EXERCISE DESCRIPTION
Below is a set of entries; give all of them again exactly.
━━ INFORMATION PROVIDED ━━
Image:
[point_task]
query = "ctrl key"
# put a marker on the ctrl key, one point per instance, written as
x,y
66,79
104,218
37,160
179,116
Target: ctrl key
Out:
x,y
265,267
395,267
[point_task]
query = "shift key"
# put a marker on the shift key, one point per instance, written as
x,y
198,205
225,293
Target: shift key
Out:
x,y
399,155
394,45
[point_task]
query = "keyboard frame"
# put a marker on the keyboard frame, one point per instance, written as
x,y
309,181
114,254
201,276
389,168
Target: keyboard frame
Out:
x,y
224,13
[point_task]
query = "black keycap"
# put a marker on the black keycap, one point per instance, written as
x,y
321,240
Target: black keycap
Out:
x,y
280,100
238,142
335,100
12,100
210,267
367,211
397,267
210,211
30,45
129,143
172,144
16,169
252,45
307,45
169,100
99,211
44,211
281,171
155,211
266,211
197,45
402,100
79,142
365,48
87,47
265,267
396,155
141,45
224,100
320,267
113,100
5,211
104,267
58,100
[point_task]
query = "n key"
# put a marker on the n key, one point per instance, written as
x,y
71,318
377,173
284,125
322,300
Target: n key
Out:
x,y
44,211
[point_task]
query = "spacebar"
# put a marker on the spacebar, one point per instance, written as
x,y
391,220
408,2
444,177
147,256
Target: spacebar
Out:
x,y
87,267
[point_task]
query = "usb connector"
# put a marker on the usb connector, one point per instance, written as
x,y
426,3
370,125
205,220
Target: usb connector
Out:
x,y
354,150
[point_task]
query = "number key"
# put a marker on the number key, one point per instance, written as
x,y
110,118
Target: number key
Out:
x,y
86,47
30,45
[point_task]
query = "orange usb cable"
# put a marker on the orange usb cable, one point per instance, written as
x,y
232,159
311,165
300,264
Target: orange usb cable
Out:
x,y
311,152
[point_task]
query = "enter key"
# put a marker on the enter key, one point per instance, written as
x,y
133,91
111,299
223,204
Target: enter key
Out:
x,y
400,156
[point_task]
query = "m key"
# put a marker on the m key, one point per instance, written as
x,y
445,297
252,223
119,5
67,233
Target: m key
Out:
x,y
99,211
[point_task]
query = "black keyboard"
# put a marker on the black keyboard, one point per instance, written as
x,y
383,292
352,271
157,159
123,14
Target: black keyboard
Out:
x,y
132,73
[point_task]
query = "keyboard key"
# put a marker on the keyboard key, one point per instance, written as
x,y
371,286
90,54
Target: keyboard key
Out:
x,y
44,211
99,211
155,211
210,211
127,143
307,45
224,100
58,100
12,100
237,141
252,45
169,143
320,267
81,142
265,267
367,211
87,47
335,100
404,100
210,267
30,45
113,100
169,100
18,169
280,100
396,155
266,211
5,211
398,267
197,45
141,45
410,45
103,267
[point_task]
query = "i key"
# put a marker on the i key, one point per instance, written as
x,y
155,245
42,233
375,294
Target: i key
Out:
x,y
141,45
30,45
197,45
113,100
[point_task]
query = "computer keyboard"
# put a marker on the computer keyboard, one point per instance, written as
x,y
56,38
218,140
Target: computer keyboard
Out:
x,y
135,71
━━━
RESPONSE BELOW
Image:
[point_task]
query = "ctrl key"
# put a marker on the ctrl key, one point per instance, written as
x,y
66,79
104,218
37,160
179,116
Target: ctrl key
Out:
x,y
265,267
395,267
[point_task]
query = "shift key"
# put a marker on the shift key, one point per instance, written as
x,y
198,205
225,293
Target: shift key
Out:
x,y
399,155
394,45
[point_task]
query = "keyboard frame"
# put a marker on the keyboard frame, one point per instance, written as
x,y
309,181
114,254
201,276
389,168
Target: keyboard frame
Out:
x,y
224,13
[point_task]
query = "black keycap"
# put a marker on the black keycap, one point per instance, written as
x,y
321,240
Target: black keycap
Out:
x,y
280,100
238,142
335,100
12,100
210,267
367,211
397,267
210,211
30,45
129,143
172,144
16,169
252,45
307,45
169,100
99,211
44,211
281,171
155,211
266,211
197,45
402,100
79,142
365,48
87,47
265,267
396,155
141,45
224,100
320,267
113,100
5,211
104,267
58,100
[point_task]
query = "n key"
# put a marker on the n key, one point per instance, written as
x,y
71,318
377,173
284,125
322,300
Target: n key
Out:
x,y
44,211
[point_task]
query = "spacebar"
# put a marker on the spacebar, one point per instance, written as
x,y
391,220
408,2
444,177
147,256
Target: spacebar
Out:
x,y
87,267
[point_task]
query = "usb connector"
# put a marker on the usb connector, one point per instance, written as
x,y
426,3
370,125
205,220
Target: usb connector
Out:
x,y
354,150
[point_task]
query = "number key"
# put a marker on the number key, one point per instance, written as
x,y
110,118
Target: number key
Out:
x,y
86,47
30,45
[point_task]
query = "orange usb cable"
# put a marker on the orange usb cable, one point per instance, written as
x,y
232,159
311,165
300,264
Target: orange usb cable
Out:
x,y
311,152
[point_task]
query = "enter key"
# put a marker on the enter key, one point per instance, written as
x,y
133,91
111,299
223,204
Target: enter key
Out:
x,y
400,156
[point_task]
query = "m key"
# put a marker on the m key, one point per instance, written as
x,y
445,297
252,223
119,5
67,233
Target: m key
Out:
x,y
99,211
[point_task]
query = "black keyboard"
# put a marker on the black keyboard, one point per instance, written as
x,y
383,292
352,271
157,159
123,14
Target: black keyboard
Out:
x,y
132,73
[point_task]
query = "keyboard key"
# put a marker on the keyboard key, one point per instance, written as
x,y
371,286
90,54
Target: keyboard key
Out:
x,y
44,211
99,211
155,211
210,211
127,143
307,45
224,100
58,100
12,100
237,141
252,45
169,143
320,267
81,142
265,267
367,211
87,47
335,100
404,100
210,267
30,45
113,100
169,100
18,169
280,100
396,155
266,211
5,211
398,267
197,45
141,45
410,45
103,267
[point_task]
query = "i key"
# put a marker on the i key, one point per instance, written as
x,y
155,245
42,233
375,294
Target: i key
Out:
x,y
141,45
30,45
197,45
113,100
[point_task]
query = "computer keyboard"
# put a marker on the computer keyboard, one point per instance, written as
x,y
56,38
218,140
Target: computer keyboard
Out:
x,y
135,71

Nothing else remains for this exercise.